本文抜粋
---*---

(左から1番目)購入した新車の説明を受ける家族連れ。僧侶に相談して引き取りの日を定め、縁起を担いで北側を向きカギを受け取った=ティンプー市内、西本秀撮影
(左から2番目)「車に乗らない日」の初日、自転車でティンプーの街を走るブータン国王(中央)=6月5日、ブータン王室提供
(左から3番目)ブータン国会初日の開会式典。中央奥に国王が座っている。国教であるチベット仏教の僧侶による祈りもあった=6月8日、ブータン王室提供
財政 半分は援助頼み
増税の前にするべきことがある――。
消費税率引き上げをめぐって日本でよく聞いた反対論を、ブータンでも耳にした。
首都ティンプーで農業相談の仕事に就くソナムさん(41)は、自動車関連税を上げるなら、公務員の優遇措置をまず廃止するべきだと感じる。公務員は昇進に応じ、排気量の大きな車が無税で購入できる。「特別扱いするなんておかしい」と憤る。
2008年に国王親政から立憲君主制に移り、総選挙を行って4年。王様任せを脱した納税者意識が国民に育ちつつある。
来年の国会改選に向けて、新たな政党も次々と名乗りをあげている。6月に発足した「平等党」は、議員報酬を1年目は半分しか受け取らず、公務員の給与も見直すのが公約だ。「協力党」は地方と都市の格差是正を訴える。公務員の待遇や税金の配分に敏感な世論へのアピールだ。
とはいえ、この国で実際に所得税を払っている人の割合は、労働人口の1割ほど。残りの人々は、年収が課税最低限の10万ヌルタム(約15万円)に届かない。
ブータンでは「国民総幸福(GNH)」実現のため、教育や医療が無料だ。だが、300億ヌルタム(約450億円)規模の予算のうち税収は約4割。ほぼ同額をインドなど外国からの援助でまかなう。
「幸せ」が援助に支えられている現状から脱するため、政府が期待するのが水力発電だ。数千メートル級の険しい山と谷に隔てられた国土を使い、発電用のダムを造り、慢性的な電力不足に悩むインドに売電する。

---*---

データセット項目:
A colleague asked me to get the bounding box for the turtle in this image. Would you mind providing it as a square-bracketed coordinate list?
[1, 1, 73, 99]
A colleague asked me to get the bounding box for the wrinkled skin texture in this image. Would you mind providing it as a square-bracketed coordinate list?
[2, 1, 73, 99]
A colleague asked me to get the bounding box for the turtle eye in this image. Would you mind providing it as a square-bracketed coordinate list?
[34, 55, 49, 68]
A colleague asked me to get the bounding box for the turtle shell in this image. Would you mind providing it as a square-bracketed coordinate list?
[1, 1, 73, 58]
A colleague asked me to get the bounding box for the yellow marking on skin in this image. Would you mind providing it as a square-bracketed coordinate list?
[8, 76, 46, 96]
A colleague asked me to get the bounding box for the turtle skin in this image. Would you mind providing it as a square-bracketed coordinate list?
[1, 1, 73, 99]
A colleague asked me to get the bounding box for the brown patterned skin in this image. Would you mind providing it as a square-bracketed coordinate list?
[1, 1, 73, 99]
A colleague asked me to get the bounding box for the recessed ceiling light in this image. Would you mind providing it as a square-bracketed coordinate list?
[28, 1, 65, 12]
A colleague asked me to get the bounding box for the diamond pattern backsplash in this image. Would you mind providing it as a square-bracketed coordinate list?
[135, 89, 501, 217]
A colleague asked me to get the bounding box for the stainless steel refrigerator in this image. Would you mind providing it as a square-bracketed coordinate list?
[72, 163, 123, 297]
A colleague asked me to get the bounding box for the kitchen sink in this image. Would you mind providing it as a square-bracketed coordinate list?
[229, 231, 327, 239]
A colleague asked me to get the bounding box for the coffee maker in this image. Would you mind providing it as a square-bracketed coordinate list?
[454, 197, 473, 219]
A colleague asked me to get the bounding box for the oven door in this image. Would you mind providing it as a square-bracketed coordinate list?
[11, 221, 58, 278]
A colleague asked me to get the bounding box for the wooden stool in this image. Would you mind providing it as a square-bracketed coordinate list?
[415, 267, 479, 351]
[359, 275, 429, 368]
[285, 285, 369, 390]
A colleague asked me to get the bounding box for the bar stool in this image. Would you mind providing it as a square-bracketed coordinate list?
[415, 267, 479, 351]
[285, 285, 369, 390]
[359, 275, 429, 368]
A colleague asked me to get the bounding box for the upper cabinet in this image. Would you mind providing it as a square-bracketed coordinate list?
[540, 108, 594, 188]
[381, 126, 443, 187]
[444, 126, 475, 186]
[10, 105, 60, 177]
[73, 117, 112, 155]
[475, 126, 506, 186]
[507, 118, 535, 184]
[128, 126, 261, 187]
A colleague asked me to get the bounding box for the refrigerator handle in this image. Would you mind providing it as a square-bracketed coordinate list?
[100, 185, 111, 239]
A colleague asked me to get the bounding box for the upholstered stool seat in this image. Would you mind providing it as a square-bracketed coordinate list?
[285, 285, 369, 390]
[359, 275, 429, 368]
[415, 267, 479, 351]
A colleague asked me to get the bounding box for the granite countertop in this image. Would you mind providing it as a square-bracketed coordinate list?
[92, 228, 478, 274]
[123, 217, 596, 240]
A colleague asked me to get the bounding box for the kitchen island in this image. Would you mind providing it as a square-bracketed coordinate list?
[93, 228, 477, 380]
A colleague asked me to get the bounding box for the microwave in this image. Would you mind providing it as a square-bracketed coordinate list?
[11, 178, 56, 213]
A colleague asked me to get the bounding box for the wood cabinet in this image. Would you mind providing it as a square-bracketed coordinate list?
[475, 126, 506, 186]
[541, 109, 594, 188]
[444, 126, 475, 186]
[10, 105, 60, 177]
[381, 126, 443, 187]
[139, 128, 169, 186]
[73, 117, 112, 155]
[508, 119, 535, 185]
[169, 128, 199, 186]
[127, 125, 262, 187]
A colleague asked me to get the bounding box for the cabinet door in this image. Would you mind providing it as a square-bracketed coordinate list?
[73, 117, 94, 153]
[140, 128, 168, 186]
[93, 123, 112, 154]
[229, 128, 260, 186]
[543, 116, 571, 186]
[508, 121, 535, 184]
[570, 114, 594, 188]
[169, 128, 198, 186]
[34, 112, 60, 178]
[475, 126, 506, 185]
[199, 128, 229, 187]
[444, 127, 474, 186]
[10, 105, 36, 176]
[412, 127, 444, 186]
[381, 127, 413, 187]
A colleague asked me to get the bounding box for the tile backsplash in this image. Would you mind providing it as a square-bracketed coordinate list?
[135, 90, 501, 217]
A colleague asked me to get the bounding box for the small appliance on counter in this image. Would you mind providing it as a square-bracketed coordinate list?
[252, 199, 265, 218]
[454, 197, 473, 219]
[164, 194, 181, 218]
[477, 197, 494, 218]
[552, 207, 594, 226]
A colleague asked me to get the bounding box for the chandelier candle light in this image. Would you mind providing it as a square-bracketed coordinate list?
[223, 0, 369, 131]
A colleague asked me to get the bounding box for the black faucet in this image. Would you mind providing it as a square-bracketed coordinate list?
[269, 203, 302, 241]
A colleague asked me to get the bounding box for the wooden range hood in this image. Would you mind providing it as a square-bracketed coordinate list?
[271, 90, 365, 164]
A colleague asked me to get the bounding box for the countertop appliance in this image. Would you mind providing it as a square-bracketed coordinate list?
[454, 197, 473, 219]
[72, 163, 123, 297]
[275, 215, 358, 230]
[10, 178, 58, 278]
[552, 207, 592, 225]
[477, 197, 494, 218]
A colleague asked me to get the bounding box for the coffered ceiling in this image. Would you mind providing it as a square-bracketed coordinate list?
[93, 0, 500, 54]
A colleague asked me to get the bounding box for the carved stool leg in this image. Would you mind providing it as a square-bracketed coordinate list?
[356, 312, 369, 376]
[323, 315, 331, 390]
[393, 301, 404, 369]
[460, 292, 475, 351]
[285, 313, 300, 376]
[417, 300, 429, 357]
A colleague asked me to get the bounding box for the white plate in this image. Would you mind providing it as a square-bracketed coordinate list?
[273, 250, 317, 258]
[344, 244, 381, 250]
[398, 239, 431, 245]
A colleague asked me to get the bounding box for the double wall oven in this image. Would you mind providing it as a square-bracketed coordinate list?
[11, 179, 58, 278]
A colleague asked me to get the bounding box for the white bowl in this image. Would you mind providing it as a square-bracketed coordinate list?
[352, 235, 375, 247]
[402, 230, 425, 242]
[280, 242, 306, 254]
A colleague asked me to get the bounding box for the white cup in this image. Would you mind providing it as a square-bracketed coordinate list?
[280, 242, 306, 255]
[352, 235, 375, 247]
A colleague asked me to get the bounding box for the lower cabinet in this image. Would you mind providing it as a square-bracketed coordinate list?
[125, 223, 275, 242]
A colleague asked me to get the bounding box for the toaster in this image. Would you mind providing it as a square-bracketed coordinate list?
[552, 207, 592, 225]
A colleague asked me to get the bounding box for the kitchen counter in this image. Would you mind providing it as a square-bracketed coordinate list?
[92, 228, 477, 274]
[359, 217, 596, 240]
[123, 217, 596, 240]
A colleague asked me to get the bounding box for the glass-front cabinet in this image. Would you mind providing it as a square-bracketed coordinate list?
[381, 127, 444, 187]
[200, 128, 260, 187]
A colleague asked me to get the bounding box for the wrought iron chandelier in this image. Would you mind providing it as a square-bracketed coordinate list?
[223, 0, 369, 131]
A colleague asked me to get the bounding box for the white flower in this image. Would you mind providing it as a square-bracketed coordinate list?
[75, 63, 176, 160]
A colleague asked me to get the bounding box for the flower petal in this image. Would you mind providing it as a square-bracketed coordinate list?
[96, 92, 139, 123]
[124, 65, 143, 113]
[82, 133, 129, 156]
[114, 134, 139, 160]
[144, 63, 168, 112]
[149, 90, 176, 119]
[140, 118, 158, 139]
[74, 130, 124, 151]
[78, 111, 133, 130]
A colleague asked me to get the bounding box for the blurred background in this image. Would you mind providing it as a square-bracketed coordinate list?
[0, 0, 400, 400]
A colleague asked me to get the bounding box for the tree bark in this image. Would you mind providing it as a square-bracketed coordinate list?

---*---

必須課題
A – ブータンの財政を扱う本文抜粋の内容を2文で要約せよ。
B – ブータンの財政を扱う本文抜粋について、最後の文に続く部分を書き進めよ。
レコードは本文抜粋とは別個の資料として扱う。

演習の解答
A – 2008年の立憲君主制への移行以降、ブータンでは公務員の待遇や税金の配分に敏感な納税者意識が育ちつつあり、新たな政党もそうした世論に訴えている。一方で、所得税を払う人は労働人口の1割ほどにすぎず、予算に占める税収は約4割で、ほぼ同額をインドなど外国からの援助でまかなっているため、政府は水力発電による売電に期待している。

B –
すでに大小20基以上の施設ができ、150万キロワットを発電。20年までに1千万キロワット分の整備を目指す。この年に援助を卒業し、自立することが国家の長期目標だ。
ただ、せっかくの設備投資が、国内の産業育成や雇用に生かされていないのが課題だ。高学歴化するブータンの若者は肉体労働を敬遠するため、建設工事に携わる労働者の大半はインド人の出稼ぎ労働者が占める。ブータン労働省によると、人口70万人のこの国で7万人のインド人が働き、年間70億インドルピー(約105億円)の給与がインド側に流れ、税金を取り損ねている。
ブータンの英語名は「Kingdom of Bhutan」。1907年に現王朝の初代国王が統一した。国王親政だったが、2008年に憲法が制定され、立憲君主制に移行した。国王は元首で、ユニークな65歳定年制をとる。現在のジグメ・ケサル・ナムゲル・ワンチュク国王は5代目で、06年12月に即位。昨年、一般家庭出身のペマ王妃と結婚し、夫妻で来日して、震災の被災地などを訪れた。
1ヌルタムは約1.5円。1974年に発行される前はインドのルピー紙幣が流通していた。物価の目安は、新聞1部5〜10ヌルタム、コーヒー1杯20ヌルタム、ジャガイモ1キロ25ヌルタム、トマト1キロ50ヌルタムといったところ。